**Passage to read:**
# # # #

Several Burnaby renters have written to me in recent weeks about being forced into shared housing situations in order to be able to afford to live in our city.
The rents are just that expensive, often ranking as the third most expensive city in all of Canada.
Shared housing can be a win-win situation. My daughter is able to live in East Vancouver by sharing a house with a large group.
But living in shared housing isn’t so good when you end up living with people involved in the local criminal underworld. I’ve heard from renters who have been bullied by drug dealers who live in the same house.
Then there is what Tamara went through in 2020 when the pandemic got her laid off from work and she struggled to afford a decent place to live. That meant she has to compromise and she ended up sharing a large house in the Metrotown area.
She met all of the people she was going to be living with and – at a distance – they discussed a little about themselves.
“I can still remember when I moved in the look on the face of this guy when I asked him what he did for a living,” Tamara said. “He kind of smirked and said he was an ‘entrepreneur’ and I thought that was vague and evasive, but I didn’t have much choice at that point. I was pretty desperate.”
Then she moved in and quickly figured out what kind of entrepreneur this guy really was.
Turns out he had a makeshift meth lab going in the basement of the house. At first, Tamara was just told that the basement was off-limits to everyone except this guy.
When she asked another tenant why, she was simply told, “Don’t ask.”
After a couple of days, Tamara started smelling some fumes wafting into her bedroom. When she asked everyone in the house about it, the entrepreneur told her that it would go away soon.
“Finally, one of the other people told me this guy was making drugs in the basement,” she said. “It was like Breaking Bad. This guy seemed pretty normal and clean-cut so it was hard to put two and two together.”
Tamara was pretty crushed because she didn’t have a lot of options. She had just moved in and that used up some of her savings just getting to that point. She didn’t want to have to move again, especially since there weren’t many other affordable options.
She could report the guy to the police, but she was warned that he had some gang connections.
In the end, Tamara put up with it for two months and then bit the bullet and moved in with her parents.
Desperate times call for desperate measures. Burnaby's rental housing situation has made this a standard situation.

# # # #

**Exercise instructions:**
1. In the column on Burnaby shared housing, how long did Tamara put up with the situation before moving in with her parents?
2. Decide whether each statement agrees with the column on Burnaby shared housing, answering yes or no and quoting the deciding words: (a) Tamara's housemate called himself an "entrepreneur." (b) Tamara was laid off from work in 2021. (c) The basement of the house was open to all tenants.
3. Echo verbatim the part of the column on Burnaby shared housing starting with "Several Burnaby renters" and going on through "all of Canada.".
Answer from the column on Burnaby shared housing only, without outside knowledge.

# # # #

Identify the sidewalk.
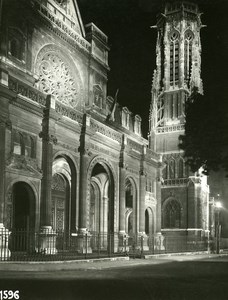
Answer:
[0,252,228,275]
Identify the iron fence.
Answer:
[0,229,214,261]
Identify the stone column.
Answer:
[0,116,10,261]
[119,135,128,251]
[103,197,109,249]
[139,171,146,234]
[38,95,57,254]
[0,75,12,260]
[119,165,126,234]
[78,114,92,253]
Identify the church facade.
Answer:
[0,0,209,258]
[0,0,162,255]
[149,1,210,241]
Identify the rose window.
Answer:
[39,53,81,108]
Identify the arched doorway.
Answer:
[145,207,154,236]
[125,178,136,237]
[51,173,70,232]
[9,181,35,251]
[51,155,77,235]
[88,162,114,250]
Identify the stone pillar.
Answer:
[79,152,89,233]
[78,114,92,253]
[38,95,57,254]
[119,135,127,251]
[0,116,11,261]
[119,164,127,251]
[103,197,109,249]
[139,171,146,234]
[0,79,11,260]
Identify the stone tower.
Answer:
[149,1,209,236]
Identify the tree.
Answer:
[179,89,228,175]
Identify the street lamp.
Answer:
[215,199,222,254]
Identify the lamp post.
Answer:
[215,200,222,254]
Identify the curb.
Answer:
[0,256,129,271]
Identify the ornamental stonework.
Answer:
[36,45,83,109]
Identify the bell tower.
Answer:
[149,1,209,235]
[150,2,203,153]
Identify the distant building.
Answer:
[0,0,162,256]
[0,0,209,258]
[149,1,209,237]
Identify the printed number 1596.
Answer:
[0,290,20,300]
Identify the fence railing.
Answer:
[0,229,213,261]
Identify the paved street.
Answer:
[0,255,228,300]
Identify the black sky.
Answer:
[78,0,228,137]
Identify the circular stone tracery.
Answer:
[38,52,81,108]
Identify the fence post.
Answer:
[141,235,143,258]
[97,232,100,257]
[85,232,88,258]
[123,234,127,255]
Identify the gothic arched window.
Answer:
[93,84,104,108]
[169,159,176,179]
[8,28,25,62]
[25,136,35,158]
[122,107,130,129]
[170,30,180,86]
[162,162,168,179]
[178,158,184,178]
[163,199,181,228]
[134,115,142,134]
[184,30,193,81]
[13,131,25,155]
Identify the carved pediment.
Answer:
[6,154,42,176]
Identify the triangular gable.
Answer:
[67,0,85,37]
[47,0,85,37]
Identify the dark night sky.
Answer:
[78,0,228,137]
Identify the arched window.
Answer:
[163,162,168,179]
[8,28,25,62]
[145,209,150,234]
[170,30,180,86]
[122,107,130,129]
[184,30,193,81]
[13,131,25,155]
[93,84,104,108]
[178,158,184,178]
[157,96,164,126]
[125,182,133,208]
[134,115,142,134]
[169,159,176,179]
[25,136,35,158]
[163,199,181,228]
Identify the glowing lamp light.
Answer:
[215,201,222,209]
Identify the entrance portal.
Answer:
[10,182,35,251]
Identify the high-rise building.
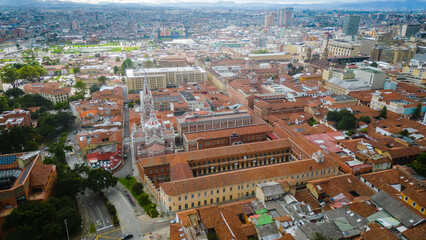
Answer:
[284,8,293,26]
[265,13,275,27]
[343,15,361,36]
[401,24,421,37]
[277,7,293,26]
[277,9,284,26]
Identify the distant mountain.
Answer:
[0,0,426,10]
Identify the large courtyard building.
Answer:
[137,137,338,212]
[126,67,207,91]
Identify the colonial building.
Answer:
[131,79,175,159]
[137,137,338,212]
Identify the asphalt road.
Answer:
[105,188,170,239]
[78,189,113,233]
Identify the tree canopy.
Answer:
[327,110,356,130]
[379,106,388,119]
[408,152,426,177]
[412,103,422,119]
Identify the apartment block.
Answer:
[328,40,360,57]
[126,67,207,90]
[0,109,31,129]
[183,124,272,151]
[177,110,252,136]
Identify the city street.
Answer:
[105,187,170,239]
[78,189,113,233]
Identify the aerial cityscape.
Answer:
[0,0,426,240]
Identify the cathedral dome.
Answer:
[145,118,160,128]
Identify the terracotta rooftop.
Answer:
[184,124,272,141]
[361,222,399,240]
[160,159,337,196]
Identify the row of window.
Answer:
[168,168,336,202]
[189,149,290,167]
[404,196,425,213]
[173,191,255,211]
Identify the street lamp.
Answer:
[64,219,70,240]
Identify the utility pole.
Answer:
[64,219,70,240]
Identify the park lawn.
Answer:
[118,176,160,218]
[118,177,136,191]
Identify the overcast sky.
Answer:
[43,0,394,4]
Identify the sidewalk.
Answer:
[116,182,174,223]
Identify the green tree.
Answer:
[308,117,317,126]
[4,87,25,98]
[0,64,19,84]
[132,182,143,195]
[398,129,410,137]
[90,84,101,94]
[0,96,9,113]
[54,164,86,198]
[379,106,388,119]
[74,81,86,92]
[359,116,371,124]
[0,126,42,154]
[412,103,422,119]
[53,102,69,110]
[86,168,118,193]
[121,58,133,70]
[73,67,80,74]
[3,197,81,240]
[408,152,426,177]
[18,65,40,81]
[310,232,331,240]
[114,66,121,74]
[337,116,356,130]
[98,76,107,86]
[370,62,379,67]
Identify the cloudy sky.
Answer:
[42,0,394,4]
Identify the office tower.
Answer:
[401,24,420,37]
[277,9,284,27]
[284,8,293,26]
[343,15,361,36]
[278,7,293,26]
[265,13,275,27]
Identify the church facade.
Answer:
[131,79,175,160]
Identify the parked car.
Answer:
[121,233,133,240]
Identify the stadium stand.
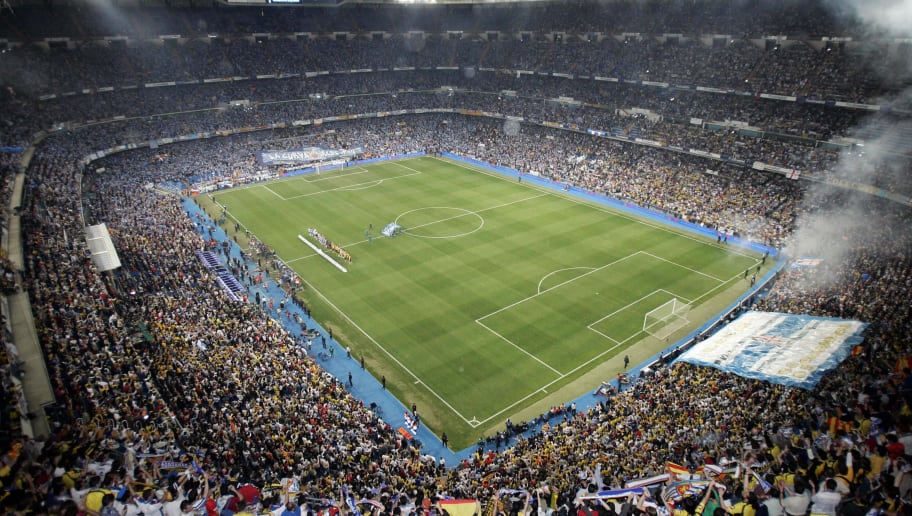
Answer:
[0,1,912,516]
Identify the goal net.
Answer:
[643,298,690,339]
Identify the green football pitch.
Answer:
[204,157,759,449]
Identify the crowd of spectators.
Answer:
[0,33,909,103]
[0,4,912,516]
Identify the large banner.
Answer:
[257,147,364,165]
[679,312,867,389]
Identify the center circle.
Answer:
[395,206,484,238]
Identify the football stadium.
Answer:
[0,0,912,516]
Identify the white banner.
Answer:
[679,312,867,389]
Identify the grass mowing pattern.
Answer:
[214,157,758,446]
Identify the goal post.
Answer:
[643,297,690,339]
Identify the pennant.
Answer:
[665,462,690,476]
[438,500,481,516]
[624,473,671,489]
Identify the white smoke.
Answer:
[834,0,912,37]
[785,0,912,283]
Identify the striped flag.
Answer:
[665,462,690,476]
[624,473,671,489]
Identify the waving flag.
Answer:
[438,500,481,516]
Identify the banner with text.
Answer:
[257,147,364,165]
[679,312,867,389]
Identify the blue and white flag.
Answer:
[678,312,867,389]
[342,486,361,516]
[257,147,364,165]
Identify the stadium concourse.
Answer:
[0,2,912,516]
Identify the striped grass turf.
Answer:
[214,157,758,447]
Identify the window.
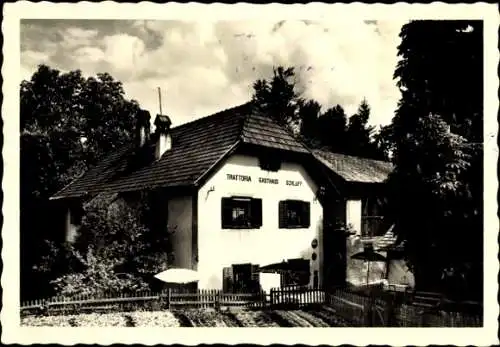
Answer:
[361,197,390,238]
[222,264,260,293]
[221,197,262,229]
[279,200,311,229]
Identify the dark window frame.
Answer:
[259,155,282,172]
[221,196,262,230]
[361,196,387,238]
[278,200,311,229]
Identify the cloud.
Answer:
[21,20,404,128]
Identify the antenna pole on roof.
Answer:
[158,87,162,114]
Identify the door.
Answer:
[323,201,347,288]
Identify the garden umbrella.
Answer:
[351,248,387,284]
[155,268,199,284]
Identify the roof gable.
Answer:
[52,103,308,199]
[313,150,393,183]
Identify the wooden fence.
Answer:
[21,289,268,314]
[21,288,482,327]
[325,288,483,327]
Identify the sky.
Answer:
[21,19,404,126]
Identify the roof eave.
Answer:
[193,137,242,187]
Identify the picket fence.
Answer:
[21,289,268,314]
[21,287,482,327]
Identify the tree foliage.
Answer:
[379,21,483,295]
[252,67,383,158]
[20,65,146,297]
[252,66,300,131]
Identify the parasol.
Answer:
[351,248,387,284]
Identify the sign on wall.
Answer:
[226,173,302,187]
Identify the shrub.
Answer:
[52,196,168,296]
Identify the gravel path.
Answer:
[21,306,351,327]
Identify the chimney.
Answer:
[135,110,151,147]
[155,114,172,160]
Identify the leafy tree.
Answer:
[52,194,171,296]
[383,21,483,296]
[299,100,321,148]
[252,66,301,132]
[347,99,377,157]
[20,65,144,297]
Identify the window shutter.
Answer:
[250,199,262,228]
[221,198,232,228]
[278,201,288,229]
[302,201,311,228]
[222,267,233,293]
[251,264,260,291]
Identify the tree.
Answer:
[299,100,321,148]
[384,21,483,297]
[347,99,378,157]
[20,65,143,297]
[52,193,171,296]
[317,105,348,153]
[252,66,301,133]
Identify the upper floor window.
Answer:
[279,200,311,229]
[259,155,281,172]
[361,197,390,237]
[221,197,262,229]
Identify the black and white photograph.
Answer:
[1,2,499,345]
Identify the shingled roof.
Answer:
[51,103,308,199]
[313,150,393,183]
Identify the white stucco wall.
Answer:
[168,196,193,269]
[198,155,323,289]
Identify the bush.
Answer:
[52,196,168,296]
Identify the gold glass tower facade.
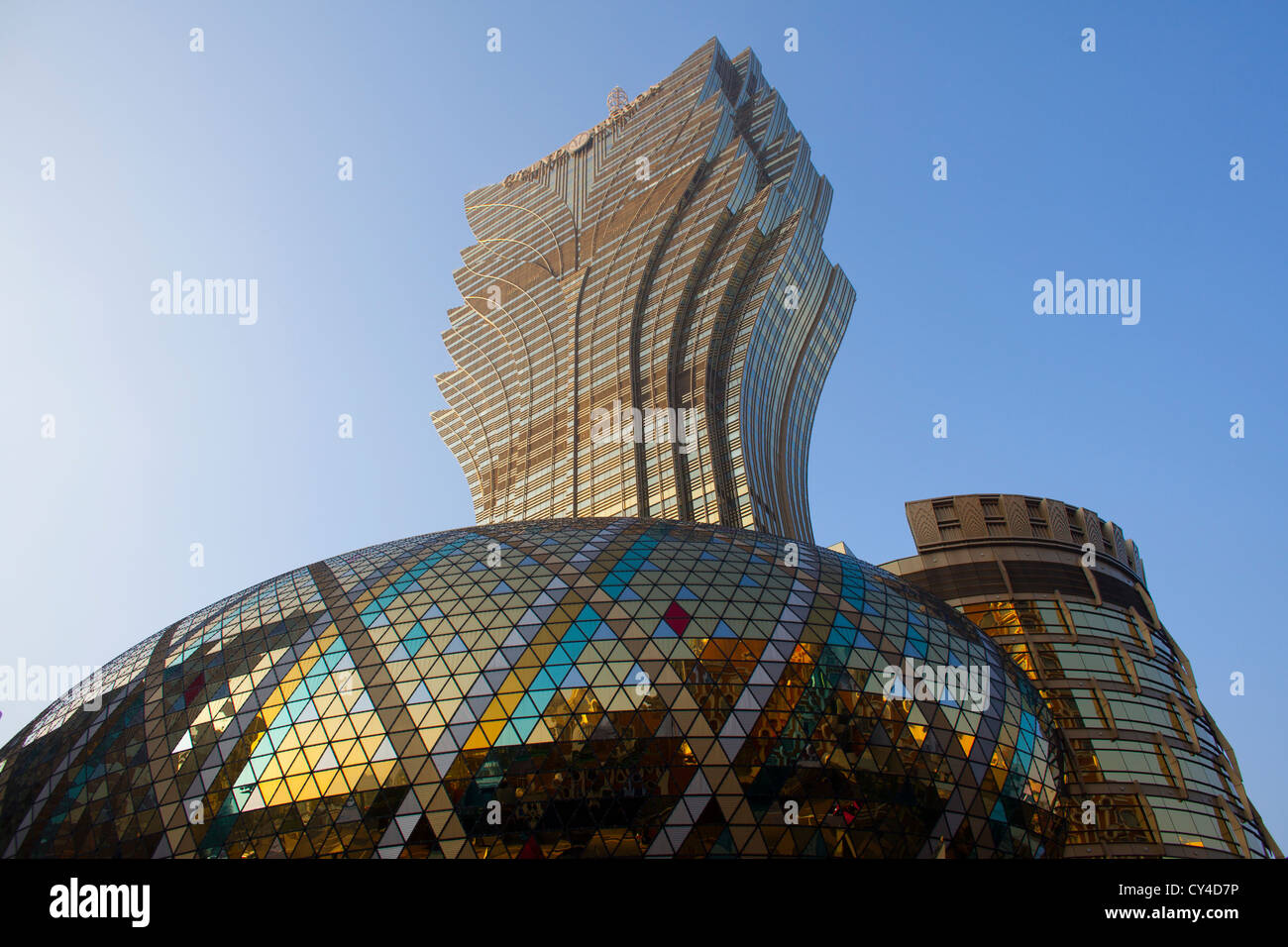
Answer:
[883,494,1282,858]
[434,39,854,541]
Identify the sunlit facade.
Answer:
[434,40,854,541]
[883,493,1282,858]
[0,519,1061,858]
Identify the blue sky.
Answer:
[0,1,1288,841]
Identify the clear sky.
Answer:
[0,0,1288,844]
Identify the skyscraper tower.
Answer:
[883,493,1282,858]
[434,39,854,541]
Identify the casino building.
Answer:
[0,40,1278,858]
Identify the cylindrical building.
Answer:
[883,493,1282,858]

# # # #

**Responses per task:**
1. Two months.

2.
(a) Yes: "He kind of smirked and said he was an ‘entrepreneur’"
(b) No: "in 2020 when the pandemic got her laid off from work"
(c) No: "the basement was off-limits to everyone except this guy"

3.
Several Burnaby renters have written to me in recent weeks about being forced into shared housing situations in order to be able to afford to live in our city.
The rents are just that expensive, often ranking as the third most expensive city in all of Canada.